| WHAT THE TASK ASKS |
For each line in the data below that has the word "written", copy that line.

BEGIN PROVIDED DATA

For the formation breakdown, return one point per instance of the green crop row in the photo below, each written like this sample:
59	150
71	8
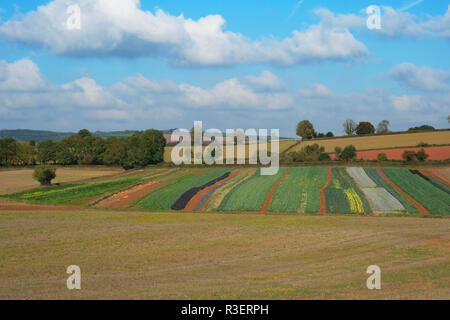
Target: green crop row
380	182
434	199
71	192
251	193
344	196
299	192
164	198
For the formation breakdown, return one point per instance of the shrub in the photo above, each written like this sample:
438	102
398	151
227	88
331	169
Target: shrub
365	128
44	175
382	157
409	155
423	144
324	157
349	153
338	151
421	155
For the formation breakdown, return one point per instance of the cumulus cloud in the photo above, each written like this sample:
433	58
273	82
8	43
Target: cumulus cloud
22	75
422	78
394	23
25	94
371	105
121	28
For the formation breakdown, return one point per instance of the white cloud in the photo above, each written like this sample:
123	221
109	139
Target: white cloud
266	80
121	28
22	75
394	23
422	78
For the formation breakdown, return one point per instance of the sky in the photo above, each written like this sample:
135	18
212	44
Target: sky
263	64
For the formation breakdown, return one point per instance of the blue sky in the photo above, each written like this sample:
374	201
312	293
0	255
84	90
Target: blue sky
232	64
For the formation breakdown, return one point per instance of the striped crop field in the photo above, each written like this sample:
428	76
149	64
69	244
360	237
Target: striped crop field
313	190
390	141
300	191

END PROVIDED DATA

| WORKED SOLUTION |
For the formation breakdown, return one point per instance of the green crop row in the photo below, each written like this sample:
For the formation breakdown, return one point per instance of the shrub in the photo above, each written like this sample:
For the formation breakdown, return one point per instance of the cumulus cloud in the photo above, each written like this sample:
For the formation breakdown, return one point per instance of the white cloud in the photo above, each written like this sample:
For the formation breakdown, return one point per instance of the sky in the photo above, each written like this sample:
For the formation breakdown, return one point per instance of the blue sky in the photo above, each written like this sample:
For the formation breakdown, return one point per instance of the striped crop field in the photo above, each written like this sample:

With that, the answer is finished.